## Tarefa 1
Indique se cada afirmação abaixo está de acordo com o texto sobre open insurance, respondendo sim ou não e citando literalmente as palavras do texto que decidem a questão.
(a) A segunda fase do open banking começou em 15 de julho.
(b) Os seguros deverão se incorporar à terceira fase de implementação do open banking.
(c) Segundo Coriolano, a Susep começou pela relação com o regulador.
## Tarefa 2
Reproduza o trecho do texto sobre open insurance que começa em "O novo modelo" e segue até "de dados pessoais.".
## Tarefa 3
Segundo o texto sobre open insurance, até quando vai o prazo para as empresas se adequarem ao novo modelo?

## Texto fornecido
▬▬▬▬▬▬▬▬▬▬
O novo modelo exige profundas alterações operacionais e tecnológicas nas empresas – e o prazo para adequação vai até 15 de dezembro, quando seguros deverão se incorporar à quarta fase de implementação do open banking. O modelo aberto no setor bancário entrou em sua segunda fase em 15 de julho, data a partir da qual os clientes podem compartilhar informações da conta bancária, dos cartões e operações de crédito, além de dados pessoais.
No caso das seguradoras, o modelo aberto ocorre em três níveis: nas transações realizadas entre clientes e seguradoras; nas transações entre as empresas reguladas e o órgão regulador, por meio da regulação do SRO (Sistema de Registro de Operações), que está sendo tratada em paralelo; e nas transações entre as próprias seguradoras, com os sistemas de dados compartilhados da CNSeg. “O open insurance tem um lado muito positivo, mas a Susep começou pelo lado do tripé que deveria ser o último, que é o da relação com o regulador. Além disso, estabeleceu um sistema muito complexo e muito amplo, exatamente em um momento em que as seguradoras estão buscando sobreviver e todos os seus investimentos, todos os esforços, estão voltados para a operação”, lamenta Coriolano, da CNSeg, que vê “uma insegurança grande no setor, porque não existe ainda um modelo de arquitetura de dados, embora existam prazos a cumprir.”
▬▬▬▬▬▬▬▬▬▬
## Entradas fornecidas
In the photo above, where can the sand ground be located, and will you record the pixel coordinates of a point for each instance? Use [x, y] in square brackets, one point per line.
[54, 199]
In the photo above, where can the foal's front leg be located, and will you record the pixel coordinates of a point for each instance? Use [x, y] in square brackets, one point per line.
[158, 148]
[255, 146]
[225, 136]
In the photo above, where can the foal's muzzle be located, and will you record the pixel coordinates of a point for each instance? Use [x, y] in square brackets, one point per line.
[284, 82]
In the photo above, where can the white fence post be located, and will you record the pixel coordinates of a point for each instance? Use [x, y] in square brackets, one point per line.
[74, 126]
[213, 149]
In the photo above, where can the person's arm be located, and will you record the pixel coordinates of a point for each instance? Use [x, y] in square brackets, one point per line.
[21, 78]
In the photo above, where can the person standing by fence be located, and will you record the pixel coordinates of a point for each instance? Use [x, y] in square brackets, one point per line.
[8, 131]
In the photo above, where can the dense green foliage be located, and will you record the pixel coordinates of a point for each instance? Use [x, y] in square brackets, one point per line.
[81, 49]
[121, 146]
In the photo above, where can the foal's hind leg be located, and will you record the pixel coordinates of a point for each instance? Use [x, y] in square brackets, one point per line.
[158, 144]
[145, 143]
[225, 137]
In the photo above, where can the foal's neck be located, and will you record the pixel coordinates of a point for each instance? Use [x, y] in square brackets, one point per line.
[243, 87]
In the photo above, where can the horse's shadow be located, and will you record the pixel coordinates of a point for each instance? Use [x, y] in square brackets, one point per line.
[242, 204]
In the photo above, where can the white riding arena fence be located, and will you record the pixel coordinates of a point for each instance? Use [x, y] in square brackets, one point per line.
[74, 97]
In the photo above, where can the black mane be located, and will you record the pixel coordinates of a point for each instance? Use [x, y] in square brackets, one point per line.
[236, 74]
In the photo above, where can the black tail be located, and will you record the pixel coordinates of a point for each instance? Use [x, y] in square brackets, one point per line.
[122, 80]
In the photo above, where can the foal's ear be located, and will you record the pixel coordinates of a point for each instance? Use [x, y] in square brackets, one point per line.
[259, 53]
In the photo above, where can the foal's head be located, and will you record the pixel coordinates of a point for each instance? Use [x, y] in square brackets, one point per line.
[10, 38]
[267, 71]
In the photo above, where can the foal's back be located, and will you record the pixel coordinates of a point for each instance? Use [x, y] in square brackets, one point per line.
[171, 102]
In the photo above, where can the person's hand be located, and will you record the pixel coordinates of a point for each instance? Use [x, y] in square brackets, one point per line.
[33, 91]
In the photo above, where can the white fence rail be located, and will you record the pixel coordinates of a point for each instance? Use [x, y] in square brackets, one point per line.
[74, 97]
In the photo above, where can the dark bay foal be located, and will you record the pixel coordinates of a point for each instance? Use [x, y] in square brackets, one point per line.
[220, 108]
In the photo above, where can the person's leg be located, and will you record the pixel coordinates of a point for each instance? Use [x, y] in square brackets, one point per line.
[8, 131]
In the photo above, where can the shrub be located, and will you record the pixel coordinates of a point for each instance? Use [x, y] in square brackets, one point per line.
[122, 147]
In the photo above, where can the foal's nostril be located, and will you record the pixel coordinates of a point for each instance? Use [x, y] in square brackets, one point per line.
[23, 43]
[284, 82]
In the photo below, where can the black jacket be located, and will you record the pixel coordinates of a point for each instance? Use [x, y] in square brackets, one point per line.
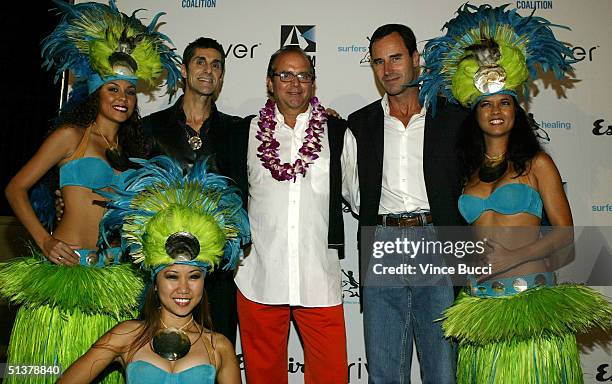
[224, 138]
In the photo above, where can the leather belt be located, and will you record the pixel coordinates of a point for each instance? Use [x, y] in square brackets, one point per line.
[411, 220]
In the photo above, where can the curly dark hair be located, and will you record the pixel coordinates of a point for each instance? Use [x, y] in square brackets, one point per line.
[523, 144]
[131, 135]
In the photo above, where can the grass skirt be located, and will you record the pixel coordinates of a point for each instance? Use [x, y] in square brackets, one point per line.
[524, 338]
[64, 310]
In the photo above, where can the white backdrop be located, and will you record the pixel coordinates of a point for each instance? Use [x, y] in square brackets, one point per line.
[251, 31]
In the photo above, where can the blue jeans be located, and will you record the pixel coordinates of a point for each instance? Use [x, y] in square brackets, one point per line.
[393, 316]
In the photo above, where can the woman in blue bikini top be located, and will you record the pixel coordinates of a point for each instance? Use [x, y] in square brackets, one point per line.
[509, 180]
[104, 124]
[178, 227]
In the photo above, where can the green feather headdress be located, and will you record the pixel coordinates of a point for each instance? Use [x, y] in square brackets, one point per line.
[166, 217]
[490, 50]
[98, 43]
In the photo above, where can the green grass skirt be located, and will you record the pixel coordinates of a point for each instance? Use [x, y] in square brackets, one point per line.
[64, 310]
[525, 338]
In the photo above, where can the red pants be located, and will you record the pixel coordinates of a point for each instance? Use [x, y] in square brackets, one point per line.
[264, 330]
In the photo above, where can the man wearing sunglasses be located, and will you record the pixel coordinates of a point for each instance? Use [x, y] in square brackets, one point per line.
[295, 212]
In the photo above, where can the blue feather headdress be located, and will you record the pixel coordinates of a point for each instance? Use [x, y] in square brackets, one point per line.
[98, 43]
[490, 50]
[166, 217]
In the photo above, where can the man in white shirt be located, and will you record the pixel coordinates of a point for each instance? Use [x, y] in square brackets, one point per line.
[401, 172]
[293, 167]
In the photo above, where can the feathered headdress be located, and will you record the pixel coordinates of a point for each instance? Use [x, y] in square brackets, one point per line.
[490, 50]
[166, 217]
[98, 43]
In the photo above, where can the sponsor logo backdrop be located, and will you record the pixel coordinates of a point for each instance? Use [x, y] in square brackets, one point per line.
[575, 125]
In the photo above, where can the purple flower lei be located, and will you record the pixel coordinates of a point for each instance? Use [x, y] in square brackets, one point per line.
[307, 154]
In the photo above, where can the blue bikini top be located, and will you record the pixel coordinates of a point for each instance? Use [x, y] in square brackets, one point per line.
[88, 172]
[507, 199]
[143, 372]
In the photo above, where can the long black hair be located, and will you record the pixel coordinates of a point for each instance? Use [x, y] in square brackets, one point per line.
[523, 144]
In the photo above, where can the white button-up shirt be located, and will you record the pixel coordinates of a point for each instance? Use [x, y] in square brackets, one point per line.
[403, 181]
[289, 261]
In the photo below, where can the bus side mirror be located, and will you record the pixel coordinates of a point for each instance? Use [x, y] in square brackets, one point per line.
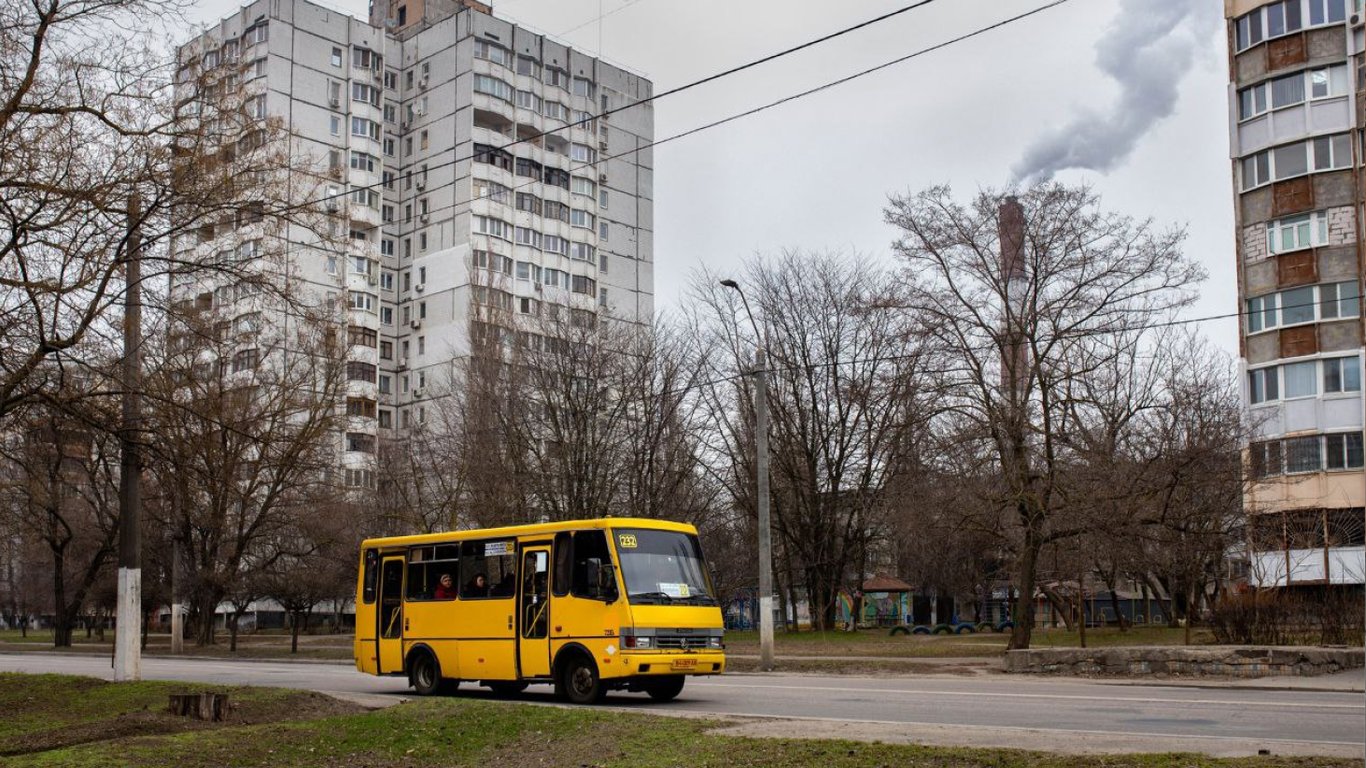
▬▬▬▬▬▬▬▬▬▬
## Solução 1
(a) Sim: "O modelo aberto no setor bancário entrou em sua segunda fase em 15 de julho"
(b) Não: "quando seguros deverão se incorporar à quarta fase de implementação do open banking"
(c) Sim: "a Susep começou pelo lado do tripé que deveria ser o último, que é o da relação com o regulador"

## Solução 2
O novo modelo exige profundas alterações operacionais e tecnológicas nas empresas – e o prazo para adequação vai até 15 de dezembro, quando seguros deverão se incorporar à quarta fase de implementação do open banking. O modelo aberto no setor bancário entrou em sua segunda fase em 15 de julho, data a partir da qual os clientes podem compartilhar informações da conta bancária, dos cartões e operações de crédito, além de dados pessoais.

## Solução 3
O prazo vai até 15 de dezembro.